Одним из генераторов этого пространства и была Вторая школа. Она воспитывала самостоятельно думающих, умеющих учиться и читать тексты творческих людей, будущих ученых. Процент евреев-учеников и педагогов в ней был велик. За это ее и ненавидели советские начальники. Вначале в школу послали комиссию, потом сняли директора – Овчинникова и разогнали учителей. Ученики ушли сами.
Ушли мои любимые учителя. Наш класс опустел. Ушла и девочка, в которую я был влюблен. Мне больше ходить в школу не хотелось. Вместо того, чтобы идти на уроки, я с моим другом Женькой ехал в кинотеатр «Иллюзион» и смотрел там американские комедии тридцатых годов. После кино мы гуляли по тогда еще пустой Москве, ели мороженое и болтали… Расставшись с Женей у Октябрьской площади, я уходил бродить по переулкам Замоскворечья или ехал на Арбат, в Дом Книги, или заходил в Пушкинский музей.

═══

* СУТЬ ЗАДАНИЯ
Верните без изменений отрывок из текста о Второй школе между словами «Ушли мои любимые» и «в Пушкинский музей.» включительно.

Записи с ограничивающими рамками
═══

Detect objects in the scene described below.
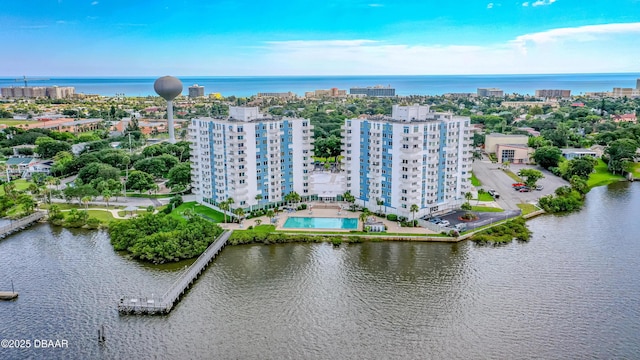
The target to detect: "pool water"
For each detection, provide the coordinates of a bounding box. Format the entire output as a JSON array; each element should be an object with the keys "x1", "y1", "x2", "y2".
[{"x1": 283, "y1": 217, "x2": 358, "y2": 230}]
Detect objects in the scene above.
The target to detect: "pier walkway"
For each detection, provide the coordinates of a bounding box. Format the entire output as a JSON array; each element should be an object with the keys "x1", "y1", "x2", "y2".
[
  {"x1": 0, "y1": 211, "x2": 44, "y2": 239},
  {"x1": 118, "y1": 230, "x2": 233, "y2": 314}
]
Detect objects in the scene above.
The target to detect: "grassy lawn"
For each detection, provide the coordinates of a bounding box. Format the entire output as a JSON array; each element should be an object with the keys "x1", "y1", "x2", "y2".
[
  {"x1": 87, "y1": 210, "x2": 116, "y2": 224},
  {"x1": 471, "y1": 193, "x2": 493, "y2": 201},
  {"x1": 0, "y1": 119, "x2": 38, "y2": 126},
  {"x1": 40, "y1": 200, "x2": 124, "y2": 210},
  {"x1": 587, "y1": 159, "x2": 624, "y2": 187},
  {"x1": 118, "y1": 209, "x2": 147, "y2": 216},
  {"x1": 502, "y1": 169, "x2": 524, "y2": 182},
  {"x1": 127, "y1": 191, "x2": 175, "y2": 199},
  {"x1": 471, "y1": 173, "x2": 482, "y2": 187},
  {"x1": 631, "y1": 163, "x2": 640, "y2": 178},
  {"x1": 312, "y1": 155, "x2": 344, "y2": 163},
  {"x1": 171, "y1": 201, "x2": 229, "y2": 223},
  {"x1": 518, "y1": 204, "x2": 540, "y2": 215},
  {"x1": 471, "y1": 206, "x2": 504, "y2": 212},
  {"x1": 0, "y1": 179, "x2": 32, "y2": 195}
]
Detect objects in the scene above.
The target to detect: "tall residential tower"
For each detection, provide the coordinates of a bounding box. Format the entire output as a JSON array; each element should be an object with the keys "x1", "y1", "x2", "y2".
[
  {"x1": 342, "y1": 105, "x2": 473, "y2": 218},
  {"x1": 189, "y1": 107, "x2": 313, "y2": 209}
]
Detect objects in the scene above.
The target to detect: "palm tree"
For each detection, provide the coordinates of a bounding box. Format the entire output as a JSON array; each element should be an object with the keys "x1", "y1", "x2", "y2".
[
  {"x1": 218, "y1": 200, "x2": 229, "y2": 223},
  {"x1": 102, "y1": 190, "x2": 112, "y2": 209},
  {"x1": 251, "y1": 194, "x2": 262, "y2": 211},
  {"x1": 358, "y1": 208, "x2": 371, "y2": 231},
  {"x1": 409, "y1": 204, "x2": 420, "y2": 226},
  {"x1": 233, "y1": 208, "x2": 244, "y2": 223},
  {"x1": 476, "y1": 189, "x2": 485, "y2": 205},
  {"x1": 464, "y1": 191, "x2": 479, "y2": 204},
  {"x1": 80, "y1": 196, "x2": 91, "y2": 211},
  {"x1": 267, "y1": 209, "x2": 274, "y2": 222}
]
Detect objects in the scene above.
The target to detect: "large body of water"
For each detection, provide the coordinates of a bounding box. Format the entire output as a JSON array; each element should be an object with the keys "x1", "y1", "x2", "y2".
[
  {"x1": 0, "y1": 73, "x2": 640, "y2": 96},
  {"x1": 0, "y1": 183, "x2": 640, "y2": 359}
]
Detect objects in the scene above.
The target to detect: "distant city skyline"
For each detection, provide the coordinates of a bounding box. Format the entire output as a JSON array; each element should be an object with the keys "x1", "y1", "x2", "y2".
[{"x1": 0, "y1": 0, "x2": 640, "y2": 77}]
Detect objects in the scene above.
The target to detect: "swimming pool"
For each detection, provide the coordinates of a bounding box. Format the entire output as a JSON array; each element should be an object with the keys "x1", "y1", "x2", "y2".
[{"x1": 283, "y1": 216, "x2": 358, "y2": 230}]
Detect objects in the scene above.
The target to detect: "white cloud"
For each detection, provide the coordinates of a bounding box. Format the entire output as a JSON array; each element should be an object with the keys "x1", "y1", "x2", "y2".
[
  {"x1": 251, "y1": 22, "x2": 640, "y2": 75},
  {"x1": 531, "y1": 0, "x2": 556, "y2": 6},
  {"x1": 511, "y1": 22, "x2": 640, "y2": 50}
]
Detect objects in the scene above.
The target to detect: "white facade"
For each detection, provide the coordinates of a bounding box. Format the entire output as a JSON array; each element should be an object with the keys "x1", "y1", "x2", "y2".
[
  {"x1": 189, "y1": 107, "x2": 313, "y2": 209},
  {"x1": 342, "y1": 105, "x2": 472, "y2": 219}
]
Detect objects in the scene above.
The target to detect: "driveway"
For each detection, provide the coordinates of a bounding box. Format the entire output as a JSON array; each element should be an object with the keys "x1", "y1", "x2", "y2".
[{"x1": 472, "y1": 156, "x2": 569, "y2": 210}]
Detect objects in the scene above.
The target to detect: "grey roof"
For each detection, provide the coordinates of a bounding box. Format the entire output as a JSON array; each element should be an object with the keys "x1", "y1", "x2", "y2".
[{"x1": 7, "y1": 157, "x2": 33, "y2": 165}]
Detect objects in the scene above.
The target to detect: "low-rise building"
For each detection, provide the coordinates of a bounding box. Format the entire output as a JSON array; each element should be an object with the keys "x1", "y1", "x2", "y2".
[
  {"x1": 536, "y1": 89, "x2": 571, "y2": 98},
  {"x1": 484, "y1": 133, "x2": 529, "y2": 154},
  {"x1": 349, "y1": 85, "x2": 396, "y2": 97},
  {"x1": 477, "y1": 88, "x2": 504, "y2": 97},
  {"x1": 496, "y1": 144, "x2": 533, "y2": 164},
  {"x1": 561, "y1": 149, "x2": 598, "y2": 160},
  {"x1": 611, "y1": 113, "x2": 638, "y2": 124}
]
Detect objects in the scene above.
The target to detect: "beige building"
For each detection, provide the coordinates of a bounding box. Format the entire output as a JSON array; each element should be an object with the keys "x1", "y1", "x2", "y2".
[
  {"x1": 500, "y1": 101, "x2": 560, "y2": 109},
  {"x1": 484, "y1": 134, "x2": 529, "y2": 154},
  {"x1": 536, "y1": 89, "x2": 571, "y2": 98},
  {"x1": 496, "y1": 144, "x2": 533, "y2": 164}
]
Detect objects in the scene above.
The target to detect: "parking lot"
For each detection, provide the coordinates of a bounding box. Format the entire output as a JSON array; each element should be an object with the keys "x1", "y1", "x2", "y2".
[{"x1": 472, "y1": 156, "x2": 569, "y2": 210}]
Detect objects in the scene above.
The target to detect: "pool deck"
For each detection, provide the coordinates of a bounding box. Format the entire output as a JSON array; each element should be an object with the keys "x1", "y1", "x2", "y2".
[{"x1": 219, "y1": 203, "x2": 435, "y2": 235}]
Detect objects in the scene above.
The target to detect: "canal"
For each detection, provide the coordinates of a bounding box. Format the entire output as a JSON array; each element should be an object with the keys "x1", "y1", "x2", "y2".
[{"x1": 0, "y1": 183, "x2": 640, "y2": 359}]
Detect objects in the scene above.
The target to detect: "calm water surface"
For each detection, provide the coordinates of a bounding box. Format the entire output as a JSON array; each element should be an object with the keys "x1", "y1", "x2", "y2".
[{"x1": 0, "y1": 183, "x2": 640, "y2": 359}]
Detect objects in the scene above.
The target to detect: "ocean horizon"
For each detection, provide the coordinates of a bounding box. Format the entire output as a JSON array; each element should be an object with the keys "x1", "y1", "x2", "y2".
[{"x1": 0, "y1": 72, "x2": 640, "y2": 97}]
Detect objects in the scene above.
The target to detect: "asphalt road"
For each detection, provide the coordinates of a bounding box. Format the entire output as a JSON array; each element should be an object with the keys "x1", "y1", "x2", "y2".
[{"x1": 472, "y1": 157, "x2": 569, "y2": 210}]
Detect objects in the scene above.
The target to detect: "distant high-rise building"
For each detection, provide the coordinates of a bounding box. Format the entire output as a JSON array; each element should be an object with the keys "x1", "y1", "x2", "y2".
[
  {"x1": 349, "y1": 85, "x2": 396, "y2": 97},
  {"x1": 189, "y1": 106, "x2": 313, "y2": 209},
  {"x1": 258, "y1": 91, "x2": 296, "y2": 99},
  {"x1": 342, "y1": 105, "x2": 472, "y2": 219},
  {"x1": 477, "y1": 88, "x2": 504, "y2": 97},
  {"x1": 536, "y1": 89, "x2": 571, "y2": 98},
  {"x1": 304, "y1": 88, "x2": 347, "y2": 98},
  {"x1": 0, "y1": 86, "x2": 76, "y2": 99},
  {"x1": 189, "y1": 84, "x2": 204, "y2": 99}
]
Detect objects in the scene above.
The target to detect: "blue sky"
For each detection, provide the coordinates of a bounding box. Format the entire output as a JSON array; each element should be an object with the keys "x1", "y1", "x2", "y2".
[{"x1": 0, "y1": 0, "x2": 640, "y2": 76}]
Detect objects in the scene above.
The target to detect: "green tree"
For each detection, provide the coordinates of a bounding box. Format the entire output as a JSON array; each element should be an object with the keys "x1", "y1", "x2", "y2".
[
  {"x1": 126, "y1": 170, "x2": 155, "y2": 193},
  {"x1": 604, "y1": 139, "x2": 638, "y2": 174},
  {"x1": 518, "y1": 169, "x2": 544, "y2": 189},
  {"x1": 36, "y1": 137, "x2": 71, "y2": 159},
  {"x1": 102, "y1": 189, "x2": 113, "y2": 209},
  {"x1": 566, "y1": 156, "x2": 597, "y2": 179},
  {"x1": 167, "y1": 163, "x2": 191, "y2": 189},
  {"x1": 533, "y1": 146, "x2": 562, "y2": 169},
  {"x1": 409, "y1": 204, "x2": 420, "y2": 226}
]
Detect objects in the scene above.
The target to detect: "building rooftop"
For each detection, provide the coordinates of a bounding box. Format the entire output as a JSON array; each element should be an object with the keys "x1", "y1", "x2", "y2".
[{"x1": 7, "y1": 157, "x2": 33, "y2": 165}]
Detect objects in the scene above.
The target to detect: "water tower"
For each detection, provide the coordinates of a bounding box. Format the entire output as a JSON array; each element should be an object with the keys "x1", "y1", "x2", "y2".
[{"x1": 153, "y1": 76, "x2": 182, "y2": 144}]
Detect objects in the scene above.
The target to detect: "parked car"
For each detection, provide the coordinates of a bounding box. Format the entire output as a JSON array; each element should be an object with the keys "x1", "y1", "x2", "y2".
[{"x1": 454, "y1": 223, "x2": 467, "y2": 231}]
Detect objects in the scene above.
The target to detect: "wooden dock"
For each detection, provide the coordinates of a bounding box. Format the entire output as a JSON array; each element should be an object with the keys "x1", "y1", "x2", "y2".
[
  {"x1": 118, "y1": 230, "x2": 233, "y2": 315},
  {"x1": 0, "y1": 291, "x2": 18, "y2": 300},
  {"x1": 0, "y1": 211, "x2": 44, "y2": 239}
]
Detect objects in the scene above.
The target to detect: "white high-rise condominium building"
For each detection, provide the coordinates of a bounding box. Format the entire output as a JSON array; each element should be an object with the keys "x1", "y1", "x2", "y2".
[
  {"x1": 342, "y1": 105, "x2": 473, "y2": 219},
  {"x1": 189, "y1": 107, "x2": 313, "y2": 209}
]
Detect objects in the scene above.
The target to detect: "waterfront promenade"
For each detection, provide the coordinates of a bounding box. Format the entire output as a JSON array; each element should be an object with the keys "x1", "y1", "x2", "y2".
[{"x1": 118, "y1": 231, "x2": 233, "y2": 315}]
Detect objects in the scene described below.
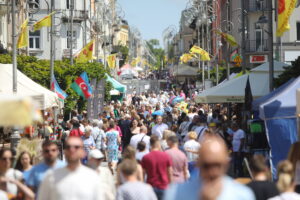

═══

* ОТВЕТ НИЖЕ
Ушли мои любимые учителя. Наш класс опустел. Ушла и девочка, в которую я был влюблен. Мне больше ходить в школу не хотелось. Вместо того, чтобы идти на уроки, я с моим другом Женькой ехал в кинотеатр «Иллюзион» и смотрел там американские комедии тридцатых годов. После кино мы гуляли по тогда еще пустой Москве, ели мороженое и болтали… Расставшись с Женей у Октябрьской площади, я уходил бродить по переулкам Замоскворечья или ехал на Арбат, в Дом Книги, или заходил в Пушкинский музей.